Stated problem – Rewrite everything from the start of the records down to the line containing "[836,658,864,677]", putting "metal" wherever "steel" appears and keeping every other part the same. Leave the pictures out.

[Start Material for this task]

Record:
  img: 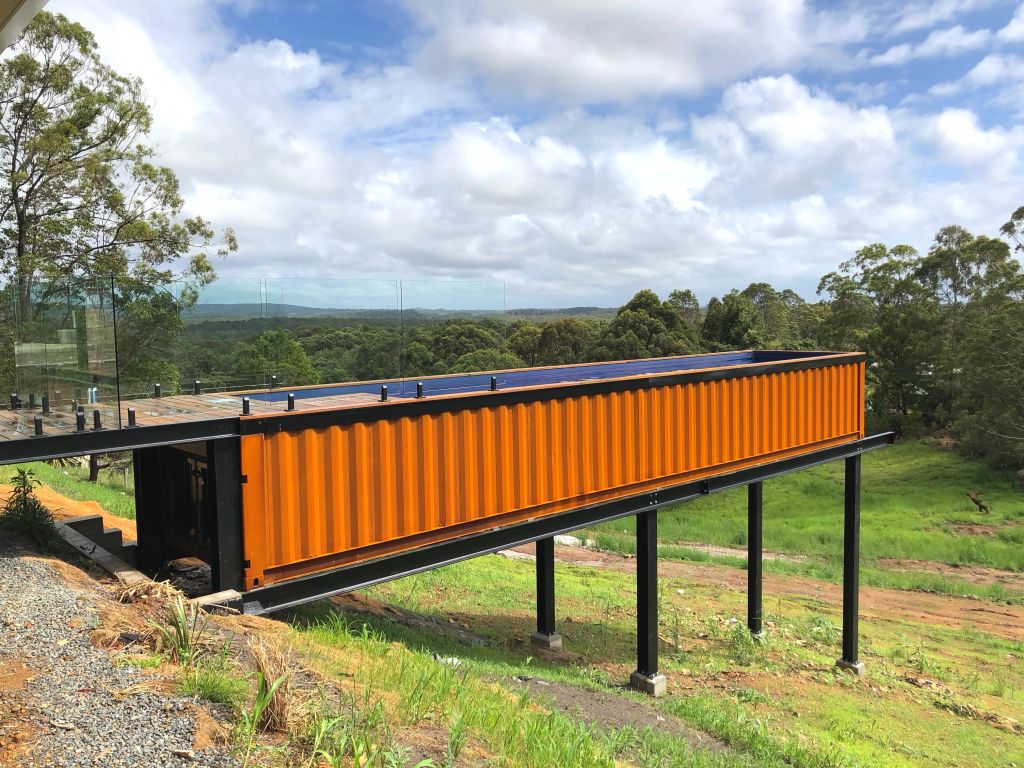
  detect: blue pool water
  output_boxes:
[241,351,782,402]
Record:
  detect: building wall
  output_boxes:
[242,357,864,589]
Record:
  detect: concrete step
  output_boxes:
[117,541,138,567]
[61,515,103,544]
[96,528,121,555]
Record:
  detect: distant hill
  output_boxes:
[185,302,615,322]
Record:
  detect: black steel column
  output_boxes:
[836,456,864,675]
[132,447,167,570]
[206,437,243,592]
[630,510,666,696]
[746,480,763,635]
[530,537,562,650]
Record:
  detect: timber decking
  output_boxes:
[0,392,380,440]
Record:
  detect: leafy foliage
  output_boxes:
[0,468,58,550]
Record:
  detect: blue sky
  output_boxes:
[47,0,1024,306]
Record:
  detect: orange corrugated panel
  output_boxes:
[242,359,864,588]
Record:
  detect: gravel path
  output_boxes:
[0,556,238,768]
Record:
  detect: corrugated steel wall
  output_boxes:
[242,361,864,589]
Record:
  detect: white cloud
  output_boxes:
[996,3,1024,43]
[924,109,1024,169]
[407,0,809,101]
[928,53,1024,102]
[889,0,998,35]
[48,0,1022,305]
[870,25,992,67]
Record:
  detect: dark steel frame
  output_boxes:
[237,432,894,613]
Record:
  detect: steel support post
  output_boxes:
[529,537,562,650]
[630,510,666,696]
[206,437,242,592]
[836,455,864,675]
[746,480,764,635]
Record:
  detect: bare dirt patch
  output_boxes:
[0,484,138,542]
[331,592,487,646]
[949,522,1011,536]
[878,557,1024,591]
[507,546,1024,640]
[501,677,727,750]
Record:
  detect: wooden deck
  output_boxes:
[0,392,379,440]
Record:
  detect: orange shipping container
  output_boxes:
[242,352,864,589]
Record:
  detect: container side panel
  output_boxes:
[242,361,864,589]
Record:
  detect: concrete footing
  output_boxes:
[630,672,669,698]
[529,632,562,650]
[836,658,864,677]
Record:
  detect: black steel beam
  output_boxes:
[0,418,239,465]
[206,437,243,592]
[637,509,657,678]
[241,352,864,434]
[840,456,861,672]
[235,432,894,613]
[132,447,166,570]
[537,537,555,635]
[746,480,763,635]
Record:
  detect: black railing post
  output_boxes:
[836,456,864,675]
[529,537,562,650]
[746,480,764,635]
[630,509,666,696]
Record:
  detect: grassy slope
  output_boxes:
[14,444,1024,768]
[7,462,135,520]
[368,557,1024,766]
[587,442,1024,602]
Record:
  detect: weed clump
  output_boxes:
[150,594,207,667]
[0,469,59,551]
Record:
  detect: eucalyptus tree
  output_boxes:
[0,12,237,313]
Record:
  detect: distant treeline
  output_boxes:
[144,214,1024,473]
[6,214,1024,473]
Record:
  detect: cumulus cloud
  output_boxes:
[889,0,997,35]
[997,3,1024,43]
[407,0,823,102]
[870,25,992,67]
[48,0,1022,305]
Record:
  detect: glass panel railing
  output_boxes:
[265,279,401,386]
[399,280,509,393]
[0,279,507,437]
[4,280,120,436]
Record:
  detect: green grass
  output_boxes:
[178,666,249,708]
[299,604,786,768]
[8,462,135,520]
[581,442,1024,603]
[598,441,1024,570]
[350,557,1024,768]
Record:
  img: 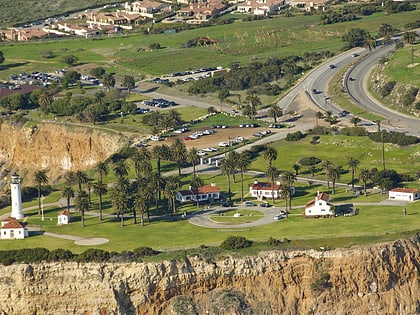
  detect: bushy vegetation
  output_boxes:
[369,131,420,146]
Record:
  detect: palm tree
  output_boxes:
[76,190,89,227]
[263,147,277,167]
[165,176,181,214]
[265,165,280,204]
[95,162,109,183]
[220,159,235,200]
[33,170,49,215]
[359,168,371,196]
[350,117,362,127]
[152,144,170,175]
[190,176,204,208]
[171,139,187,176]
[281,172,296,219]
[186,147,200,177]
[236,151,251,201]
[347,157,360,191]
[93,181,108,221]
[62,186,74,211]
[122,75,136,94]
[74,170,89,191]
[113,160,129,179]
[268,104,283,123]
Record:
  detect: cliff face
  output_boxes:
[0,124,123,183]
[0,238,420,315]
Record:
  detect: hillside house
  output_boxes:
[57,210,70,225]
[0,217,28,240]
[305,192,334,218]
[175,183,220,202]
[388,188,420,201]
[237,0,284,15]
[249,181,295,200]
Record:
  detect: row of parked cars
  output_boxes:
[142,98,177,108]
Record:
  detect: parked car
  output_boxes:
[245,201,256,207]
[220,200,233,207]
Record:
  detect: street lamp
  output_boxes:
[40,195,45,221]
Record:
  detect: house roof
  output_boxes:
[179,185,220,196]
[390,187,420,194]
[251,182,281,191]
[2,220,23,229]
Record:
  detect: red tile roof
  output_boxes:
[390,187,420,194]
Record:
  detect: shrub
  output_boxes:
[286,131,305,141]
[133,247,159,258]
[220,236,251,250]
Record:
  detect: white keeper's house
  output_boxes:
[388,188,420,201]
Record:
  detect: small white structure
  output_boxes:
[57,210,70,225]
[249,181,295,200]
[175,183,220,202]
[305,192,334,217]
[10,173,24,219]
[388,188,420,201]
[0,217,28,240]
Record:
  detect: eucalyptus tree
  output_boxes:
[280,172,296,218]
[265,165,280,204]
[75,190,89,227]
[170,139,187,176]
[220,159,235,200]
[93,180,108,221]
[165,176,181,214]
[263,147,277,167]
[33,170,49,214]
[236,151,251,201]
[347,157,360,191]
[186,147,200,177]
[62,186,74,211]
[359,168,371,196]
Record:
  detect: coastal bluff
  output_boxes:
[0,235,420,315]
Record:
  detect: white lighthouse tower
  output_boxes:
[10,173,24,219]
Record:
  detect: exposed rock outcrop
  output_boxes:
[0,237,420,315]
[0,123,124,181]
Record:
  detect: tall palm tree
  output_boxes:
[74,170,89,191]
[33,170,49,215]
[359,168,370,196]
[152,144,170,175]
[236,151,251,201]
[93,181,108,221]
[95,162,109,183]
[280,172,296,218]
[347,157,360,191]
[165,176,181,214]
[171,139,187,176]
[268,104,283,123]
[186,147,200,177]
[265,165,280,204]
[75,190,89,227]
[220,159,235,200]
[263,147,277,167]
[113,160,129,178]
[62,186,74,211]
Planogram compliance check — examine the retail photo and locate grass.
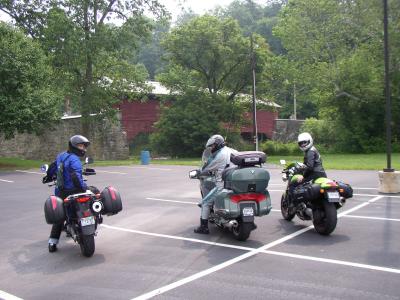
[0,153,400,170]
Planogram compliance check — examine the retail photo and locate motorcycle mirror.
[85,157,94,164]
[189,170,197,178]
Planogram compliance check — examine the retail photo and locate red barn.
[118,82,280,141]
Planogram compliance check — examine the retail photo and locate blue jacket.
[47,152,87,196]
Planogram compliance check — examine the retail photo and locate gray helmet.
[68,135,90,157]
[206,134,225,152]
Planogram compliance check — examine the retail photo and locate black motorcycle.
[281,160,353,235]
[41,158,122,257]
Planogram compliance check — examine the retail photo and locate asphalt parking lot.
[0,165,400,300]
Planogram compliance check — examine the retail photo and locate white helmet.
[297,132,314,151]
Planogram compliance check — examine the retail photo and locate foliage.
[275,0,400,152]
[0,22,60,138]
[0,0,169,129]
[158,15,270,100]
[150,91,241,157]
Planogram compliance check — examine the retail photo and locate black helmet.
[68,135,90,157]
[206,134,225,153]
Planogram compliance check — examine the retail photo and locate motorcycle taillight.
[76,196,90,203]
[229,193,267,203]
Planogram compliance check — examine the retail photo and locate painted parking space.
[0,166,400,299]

[End Material for this task]

Answer to this exercise –
Record:
  img: 
  detect: blue pool water
  output_boxes:
[241,351,782,402]
Record:
  detect: building wall
  output_boxes:
[242,357,864,589]
Record:
  detect: concrete step
  output_boxes:
[117,541,138,567]
[61,515,103,544]
[96,528,121,555]
Record:
  detect: distant hill
  output_boxes:
[185,302,615,322]
Record:
  detect: black metal column
  output_boxes:
[836,456,864,675]
[132,447,167,570]
[206,437,243,592]
[630,510,666,696]
[746,480,763,635]
[530,537,562,650]
Record:
  detect: timber decking
  output_boxes:
[0,392,380,440]
Record:
  detect: leafy foliage
  output_boxes:
[0,468,58,550]
Record:
  detect: blue sky
  output_boxes:
[47,0,1024,306]
Record:
  detect: orange corrugated panel
  output_boxes:
[242,359,864,588]
Record:
  detect: gravel path
  output_boxes:
[0,556,238,768]
Record:
  detect: corrugated metal wall
  output_boxes:
[242,361,864,589]
Record:
  detect: white cloud
  output_boxes:
[996,3,1024,43]
[924,109,1024,169]
[407,0,809,101]
[928,53,1024,102]
[889,0,998,35]
[48,0,1022,305]
[870,25,992,67]
Record:
  detect: dark metal frame
  output_boxes:
[237,432,894,613]
Record:
  detect: metal support post
  output_boxes:
[529,537,562,650]
[630,510,666,696]
[206,437,242,592]
[836,455,864,675]
[746,480,764,635]
Record:
  detect: bare dirt patch
  output_boxes:
[0,484,138,542]
[331,592,487,646]
[949,522,1011,536]
[878,557,1024,591]
[507,546,1024,640]
[501,677,727,750]
Record:
  detect: wooden deck
  output_boxes:
[0,392,379,440]
Record:
  detect: orange shipping container
  output_boxes:
[242,352,864,589]
Record:
  detect: container side panel
  output_boxes:
[242,361,864,589]
Record:
  detect: concrete footing
  output_boxes:
[630,672,669,698]
[529,632,562,650]
[836,658,864,677]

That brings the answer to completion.